## PROBLEM STATEMENT
Set down verbatim all lines in the entries below, from the line containing "of the river" through the final line of the entries.

Stored Data
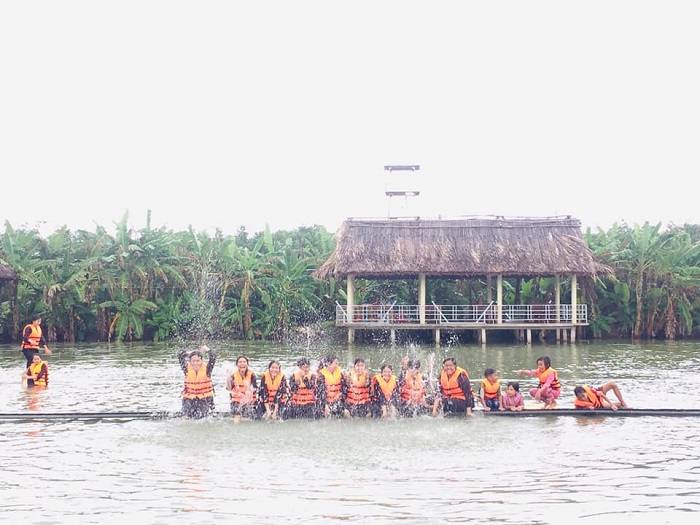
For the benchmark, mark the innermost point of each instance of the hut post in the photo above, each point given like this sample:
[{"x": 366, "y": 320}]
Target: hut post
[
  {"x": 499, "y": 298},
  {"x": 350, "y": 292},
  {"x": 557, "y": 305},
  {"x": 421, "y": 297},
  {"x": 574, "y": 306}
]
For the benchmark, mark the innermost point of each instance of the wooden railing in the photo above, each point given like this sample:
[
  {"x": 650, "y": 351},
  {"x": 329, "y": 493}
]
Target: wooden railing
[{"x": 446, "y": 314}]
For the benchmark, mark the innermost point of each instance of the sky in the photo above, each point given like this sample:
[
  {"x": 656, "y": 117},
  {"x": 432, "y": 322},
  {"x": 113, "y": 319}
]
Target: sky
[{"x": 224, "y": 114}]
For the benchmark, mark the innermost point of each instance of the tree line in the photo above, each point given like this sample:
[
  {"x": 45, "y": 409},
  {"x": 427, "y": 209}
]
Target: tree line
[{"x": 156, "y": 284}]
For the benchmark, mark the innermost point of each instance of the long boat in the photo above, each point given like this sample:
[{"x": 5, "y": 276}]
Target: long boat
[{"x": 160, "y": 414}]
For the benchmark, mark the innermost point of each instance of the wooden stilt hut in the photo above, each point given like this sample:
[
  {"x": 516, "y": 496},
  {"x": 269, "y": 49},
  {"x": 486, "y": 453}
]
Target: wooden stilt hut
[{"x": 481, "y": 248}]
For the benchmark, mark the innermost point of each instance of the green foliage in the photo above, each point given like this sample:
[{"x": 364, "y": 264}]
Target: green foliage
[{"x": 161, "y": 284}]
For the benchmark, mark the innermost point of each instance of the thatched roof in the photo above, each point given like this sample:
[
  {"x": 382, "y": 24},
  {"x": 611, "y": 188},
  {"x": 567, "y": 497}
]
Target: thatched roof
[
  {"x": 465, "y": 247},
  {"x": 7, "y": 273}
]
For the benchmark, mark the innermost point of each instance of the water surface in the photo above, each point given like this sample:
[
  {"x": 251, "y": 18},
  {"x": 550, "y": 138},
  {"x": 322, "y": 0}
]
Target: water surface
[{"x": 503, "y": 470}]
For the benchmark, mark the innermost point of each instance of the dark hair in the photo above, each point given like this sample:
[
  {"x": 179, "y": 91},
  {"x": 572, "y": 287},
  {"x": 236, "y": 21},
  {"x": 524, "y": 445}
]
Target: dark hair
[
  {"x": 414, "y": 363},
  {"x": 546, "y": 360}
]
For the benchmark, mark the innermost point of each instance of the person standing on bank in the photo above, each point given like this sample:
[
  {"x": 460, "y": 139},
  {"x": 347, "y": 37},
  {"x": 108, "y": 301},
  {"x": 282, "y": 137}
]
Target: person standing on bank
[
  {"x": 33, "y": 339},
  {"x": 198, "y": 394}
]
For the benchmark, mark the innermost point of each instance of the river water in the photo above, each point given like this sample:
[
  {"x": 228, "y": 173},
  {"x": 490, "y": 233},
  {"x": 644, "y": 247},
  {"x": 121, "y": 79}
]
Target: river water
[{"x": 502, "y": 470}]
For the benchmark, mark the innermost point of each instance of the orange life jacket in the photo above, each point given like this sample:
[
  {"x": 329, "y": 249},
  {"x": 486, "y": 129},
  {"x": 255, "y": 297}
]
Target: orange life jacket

## ANSWER TO THIS PROBLEM
For the benchmark, mark the innermost point of each instance of the river water in the photo above, each point given like this sample:
[
  {"x": 228, "y": 173},
  {"x": 490, "y": 233},
  {"x": 644, "y": 247},
  {"x": 121, "y": 79}
]
Target: river water
[{"x": 502, "y": 470}]
For the benchmark, mark the innermost point of each instance of the orange life jacket in the photo above, each point given like this sample:
[
  {"x": 329, "y": 249},
  {"x": 486, "y": 129},
  {"x": 255, "y": 297}
]
Target: orange life jacket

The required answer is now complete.